--- Begin ---

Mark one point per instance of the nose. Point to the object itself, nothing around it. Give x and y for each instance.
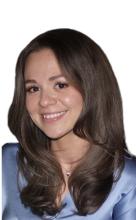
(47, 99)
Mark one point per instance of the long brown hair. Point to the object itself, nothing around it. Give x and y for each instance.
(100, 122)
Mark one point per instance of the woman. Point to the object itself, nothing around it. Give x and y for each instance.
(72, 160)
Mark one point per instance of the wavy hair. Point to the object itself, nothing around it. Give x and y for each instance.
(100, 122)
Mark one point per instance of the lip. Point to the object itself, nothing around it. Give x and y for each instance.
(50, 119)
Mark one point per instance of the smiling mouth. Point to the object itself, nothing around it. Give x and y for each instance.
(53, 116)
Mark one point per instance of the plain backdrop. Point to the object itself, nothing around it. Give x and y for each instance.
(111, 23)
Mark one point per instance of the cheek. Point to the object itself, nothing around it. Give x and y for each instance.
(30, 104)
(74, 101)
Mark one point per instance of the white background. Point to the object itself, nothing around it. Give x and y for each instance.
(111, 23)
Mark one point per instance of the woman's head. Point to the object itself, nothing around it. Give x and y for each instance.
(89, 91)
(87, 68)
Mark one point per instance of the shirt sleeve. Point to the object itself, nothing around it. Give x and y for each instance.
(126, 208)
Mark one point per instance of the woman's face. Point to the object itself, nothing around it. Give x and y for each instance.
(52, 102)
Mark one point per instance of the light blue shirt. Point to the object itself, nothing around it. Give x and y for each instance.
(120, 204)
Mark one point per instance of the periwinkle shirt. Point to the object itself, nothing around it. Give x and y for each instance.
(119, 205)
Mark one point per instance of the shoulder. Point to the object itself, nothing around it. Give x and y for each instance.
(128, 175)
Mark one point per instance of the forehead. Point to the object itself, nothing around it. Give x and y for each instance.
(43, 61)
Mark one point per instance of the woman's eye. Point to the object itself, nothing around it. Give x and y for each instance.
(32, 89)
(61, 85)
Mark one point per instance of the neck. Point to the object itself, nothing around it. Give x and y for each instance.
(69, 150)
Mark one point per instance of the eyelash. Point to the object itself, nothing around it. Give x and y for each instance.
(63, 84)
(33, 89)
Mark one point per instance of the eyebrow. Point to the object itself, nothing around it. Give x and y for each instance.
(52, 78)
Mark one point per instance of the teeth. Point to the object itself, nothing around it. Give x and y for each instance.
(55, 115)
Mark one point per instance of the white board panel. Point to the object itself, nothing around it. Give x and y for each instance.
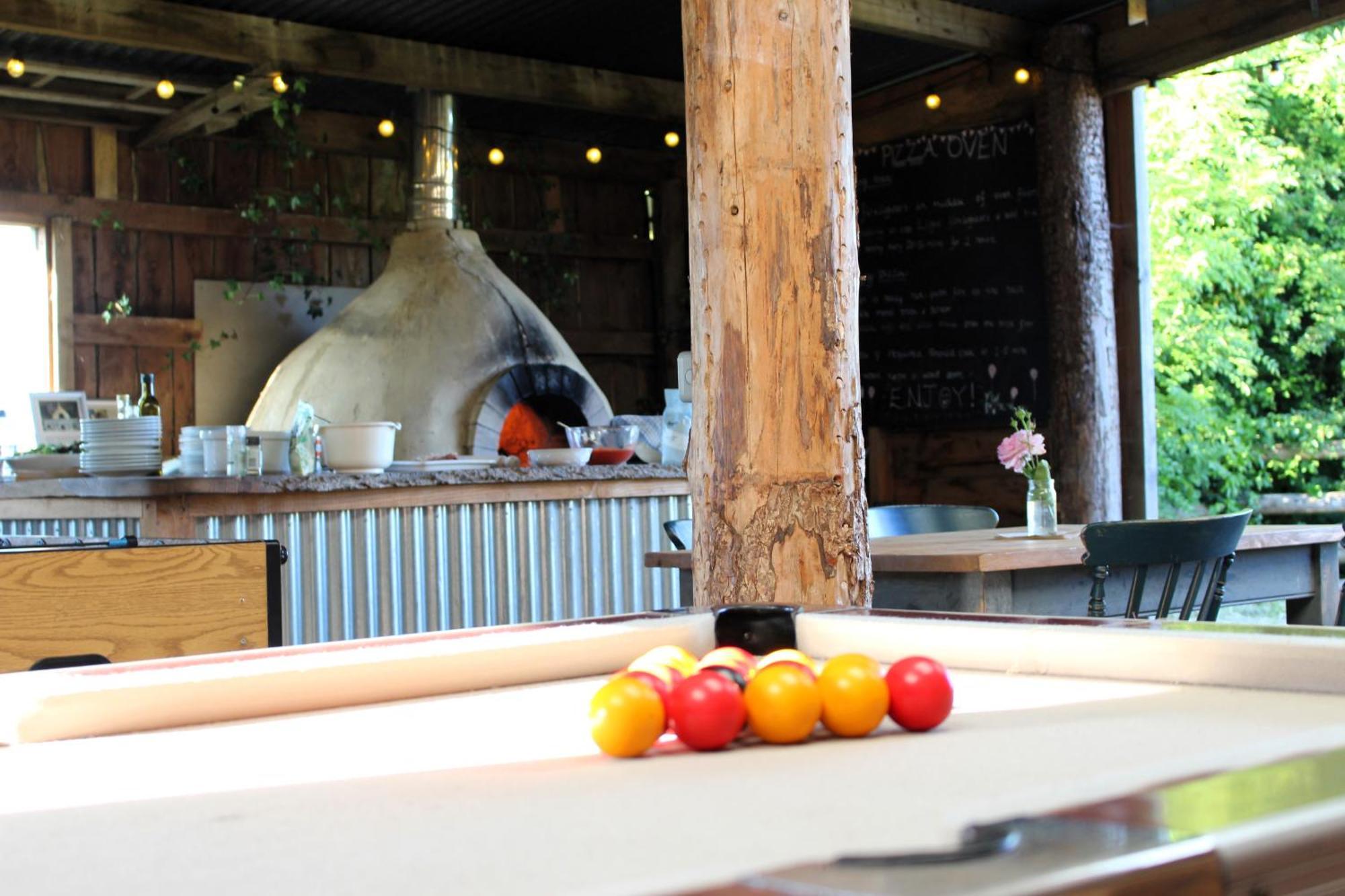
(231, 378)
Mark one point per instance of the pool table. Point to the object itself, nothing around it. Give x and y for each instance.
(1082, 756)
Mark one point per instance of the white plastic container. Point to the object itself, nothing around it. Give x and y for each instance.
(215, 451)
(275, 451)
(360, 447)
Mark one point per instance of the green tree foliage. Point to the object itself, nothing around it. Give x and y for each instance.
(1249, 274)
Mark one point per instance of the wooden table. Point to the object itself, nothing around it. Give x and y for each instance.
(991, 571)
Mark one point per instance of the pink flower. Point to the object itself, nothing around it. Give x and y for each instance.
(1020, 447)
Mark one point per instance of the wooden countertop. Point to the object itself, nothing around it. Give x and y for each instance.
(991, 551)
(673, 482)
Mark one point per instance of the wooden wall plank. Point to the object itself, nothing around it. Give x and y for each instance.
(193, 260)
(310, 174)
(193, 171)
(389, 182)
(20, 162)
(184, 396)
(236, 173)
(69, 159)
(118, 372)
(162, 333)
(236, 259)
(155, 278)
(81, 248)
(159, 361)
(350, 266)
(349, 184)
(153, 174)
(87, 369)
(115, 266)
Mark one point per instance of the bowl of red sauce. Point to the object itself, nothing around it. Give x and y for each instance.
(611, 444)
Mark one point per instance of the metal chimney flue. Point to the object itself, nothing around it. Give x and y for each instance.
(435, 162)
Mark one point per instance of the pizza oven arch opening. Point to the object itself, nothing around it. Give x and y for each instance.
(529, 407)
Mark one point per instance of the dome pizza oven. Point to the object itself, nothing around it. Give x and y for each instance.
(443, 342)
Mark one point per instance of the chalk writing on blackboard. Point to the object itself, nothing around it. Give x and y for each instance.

--- End ---

Task description: Put every one of the records above into a Markdown table with the columns "Row" and "Text": "Row" numbers each line and "Text" holds the line, with blank lines and pictures left out.

Result for this task:
| Row | Text |
|---|---|
| 1 | Mark one point per instance of the nose. Point to the object itself, nothing around it. Give x and y for each instance. |
| 2 | (47, 99) |
| 3 | Mark one point per instance of the long brown hair. Point to the object itself, nothing around it. Give x and y for each instance. |
| 4 | (100, 122) |
| 5 | Mark one point per instance of the woman. Point to the object itself, nothing around it. Give x and y for each instance. |
| 6 | (72, 160) |
| 7 | Mark one point per instance of the wavy hair. Point to the object itself, nothing around it. Give x and y for each instance. |
| 8 | (100, 122) |
| 9 | Mark one point per instance of the lip. Point to the object itself, nothing around it. Give x and y for each instance. |
| 10 | (50, 119) |
| 11 | Mark one point per instance of the smiling mouth. Point to the object itself, nothing around it. Give x and y for each instance. |
| 12 | (53, 116) |
| 13 | Mark one point per instance of the plain backdrop. Point to the object itself, nothing around it. Give x and y for each instance. |
| 14 | (111, 23) |
| 15 | Mark one point per instance of the cheek. Point to the object itself, nothing around it. Give x and y for each instance. |
| 16 | (30, 104) |
| 17 | (74, 101) |
| 18 | Mark one point per instance of the white background. Point to the object itself, nothing around it. Give x and y for each instance. |
| 19 | (111, 23) |
| 20 | Mark one point per instance of the woman's head. Point to the object itself, nothing around it. Give x and y for each instance. |
| 21 | (89, 91) |
| 22 | (87, 68) |
| 23 | Mark one point per instance of the shirt sleeve. Point to the object itself, nothing around it. Give x and y for each instance. |
| 24 | (126, 208) |
| 25 | Mark one point per instance of the woman's face. Point to the object itself, nothing around it. Give x and y for each instance. |
| 26 | (52, 102) |
| 27 | Mark one point per instance of the light blue shirt. Point to the object itself, nothing around it. Give x and y for each instance. |
| 28 | (120, 204) |
| 29 | Mark one point per instance of the periwinkle shirt. Point to the object itself, nothing around it. Give x and y for each instance. |
| 30 | (119, 205) |
| 31 | Mark one point per instance of the shoulder. Point to the object itself, nothing around it. Give x and y for each instance. |
| 32 | (128, 175) |
| 33 | Mark one point per instance of the forehead. Point to the object itself, nothing around it. Give x and y for each instance. |
| 34 | (43, 61) |
| 35 | Mark one point per instance of the woman's eye. Point to the object itself, nothing around it. Give x and y for each instance. |
| 36 | (32, 89) |
| 37 | (61, 85) |
| 38 | Mark one point per instance of the neck. Point to the object itself, nothing around it. Give x and y for each instance. |
| 39 | (69, 150) |
| 40 | Mark one point per instance of the eyelash. Point to the object itself, nothing around it. Give x and y for each instance. |
| 41 | (63, 84) |
| 42 | (33, 89) |
| 43 | Mark one point per instance of the eyebrow. Point to the object itself, nothing around it. Give x and y for each instance. |
| 44 | (52, 78) |
| 45 | Mark one point per instance of the teeth. Point to the object itself, nothing around it. Give x and y for each instance. |
| 46 | (55, 115) |
| 47 | Mark one point per instance of the white board panel. Point to the object itself, nothing around it. Give x and y for each instance. |
| 48 | (231, 378) |
| 49 | Mark one point per instance of the pool table. Point to the object itself, nothing around it. Give x and y for each instance. |
| 50 | (1082, 756) |
| 51 | Mark one point per instance of the white plastic container. Point to the object itself, nothing around it. Give x and y for each instance. |
| 52 | (215, 451) |
| 53 | (275, 451) |
| 54 | (360, 447) |
| 55 | Mark one point per instance of the green tree foliage. Point to the object itself, nothing around it. Give x and y for each instance. |
| 56 | (1249, 274) |
| 57 | Mark one point per instance of the wooden table. Point to the object itself, nothing around it. Give x and y for each instance. |
| 58 | (991, 571) |
| 59 | Mark one point per instance of the pink flower. Point to the object itself, nothing around it. Give x and y for each instance. |
| 60 | (1020, 447) |
| 61 | Mark one point per instance of the wooden countertop. Point to the object itself, nothing around it. Give x and y for each instance. |
| 62 | (991, 551) |
| 63 | (673, 482) |
| 64 | Mark one point per instance of the wooden wall plank. Point to the object itself, nothing around it. Give x and y for each instance. |
| 65 | (193, 260) |
| 66 | (310, 174) |
| 67 | (193, 171) |
| 68 | (389, 182) |
| 69 | (20, 162) |
| 70 | (184, 396) |
| 71 | (236, 173) |
| 72 | (69, 159) |
| 73 | (118, 372) |
| 74 | (162, 333) |
| 75 | (236, 259) |
| 76 | (155, 278) |
| 77 | (81, 248) |
| 78 | (159, 361) |
| 79 | (350, 266) |
| 80 | (349, 184) |
| 81 | (153, 174) |
| 82 | (87, 369) |
| 83 | (115, 266) |
| 84 | Mark one point per instance of the bowl of red sauce. Point to the object itself, nothing around it. Give x and y for each instance. |
| 85 | (611, 444) |
| 86 | Mark one point per instance of the metal chimney flue. Point to the object itself, nothing around it. Give x and y for each instance. |
| 87 | (435, 162) |
| 88 | Mark one point per instance of the pizza oven arch opening. Point to the object itself, nothing around it. Give x and y for each instance. |
| 89 | (529, 407) |
| 90 | Mark one point per instance of the dome pizza oven. Point to the object itself, nothing around it. Give x and y for each instance. |
| 91 | (443, 342) |
| 92 | Mark one point per instance of the chalk writing on blackboard. Point to the object itself, nothing around it. Give x and y for each instance. |